Top of Task material

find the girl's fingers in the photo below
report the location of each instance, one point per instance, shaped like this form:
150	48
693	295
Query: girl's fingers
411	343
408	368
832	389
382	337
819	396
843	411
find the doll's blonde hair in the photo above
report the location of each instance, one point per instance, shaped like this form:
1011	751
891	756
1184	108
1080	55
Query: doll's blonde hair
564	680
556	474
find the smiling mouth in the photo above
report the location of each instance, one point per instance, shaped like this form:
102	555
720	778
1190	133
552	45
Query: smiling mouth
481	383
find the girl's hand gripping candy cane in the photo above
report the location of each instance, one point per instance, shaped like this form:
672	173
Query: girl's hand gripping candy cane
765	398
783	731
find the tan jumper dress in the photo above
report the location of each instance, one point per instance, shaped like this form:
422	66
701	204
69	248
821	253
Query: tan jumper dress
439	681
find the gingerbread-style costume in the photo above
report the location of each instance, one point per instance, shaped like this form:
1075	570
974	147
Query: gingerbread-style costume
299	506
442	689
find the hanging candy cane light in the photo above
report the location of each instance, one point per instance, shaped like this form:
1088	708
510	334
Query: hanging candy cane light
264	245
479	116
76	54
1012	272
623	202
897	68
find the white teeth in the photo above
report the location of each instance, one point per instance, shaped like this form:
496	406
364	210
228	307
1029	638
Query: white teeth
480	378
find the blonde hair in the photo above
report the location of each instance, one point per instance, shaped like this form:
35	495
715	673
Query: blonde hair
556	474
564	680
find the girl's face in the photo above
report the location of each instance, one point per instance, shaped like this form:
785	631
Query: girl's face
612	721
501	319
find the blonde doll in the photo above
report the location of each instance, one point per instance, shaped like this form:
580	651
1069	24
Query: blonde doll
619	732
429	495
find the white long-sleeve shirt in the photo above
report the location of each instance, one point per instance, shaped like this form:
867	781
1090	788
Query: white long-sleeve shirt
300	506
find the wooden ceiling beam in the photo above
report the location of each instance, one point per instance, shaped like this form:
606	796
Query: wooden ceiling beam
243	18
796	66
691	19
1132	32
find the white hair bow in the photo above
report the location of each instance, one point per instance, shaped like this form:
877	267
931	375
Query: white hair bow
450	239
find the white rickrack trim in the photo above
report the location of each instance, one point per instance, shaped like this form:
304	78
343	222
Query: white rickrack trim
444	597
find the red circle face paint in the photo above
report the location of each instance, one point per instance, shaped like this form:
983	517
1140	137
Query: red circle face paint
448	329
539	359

Bottom of Task material

**Exercise instructions**
Every line above from the line with "Query: girl's hand gripping candy cane" to the line with "find the blonde hair in the photo above" is wanted, ends included; write them out exactly and add no other line.

**Your response**
Query: girl's hand gripping candy cane
765	398
783	731
find the tan jumper dress in the photo above
report the location of each instance, one point per instance, shaped like this form:
422	66
701	204
69	248
821	253
Query: tan jumper dress
439	681
find the gingerbread-style costume in the photo above
report the location of each instance, one point per instance, shaped like this form:
1075	570
974	147
Query: gingerbread-style costume
299	506
442	689
find the hanging candy cane light in the photo above
report the location of each instance, one point per instance, shaped like this form:
1088	708
510	334
Query: hanging candy cane light
264	245
479	116
76	54
1012	272
623	202
897	68
find the white teeth in the photo above
report the location of each instance, one point per instance, shaped like this form:
496	406
364	210
228	307
1029	638
Query: white teeth
480	378
find the blonde hair in the photo above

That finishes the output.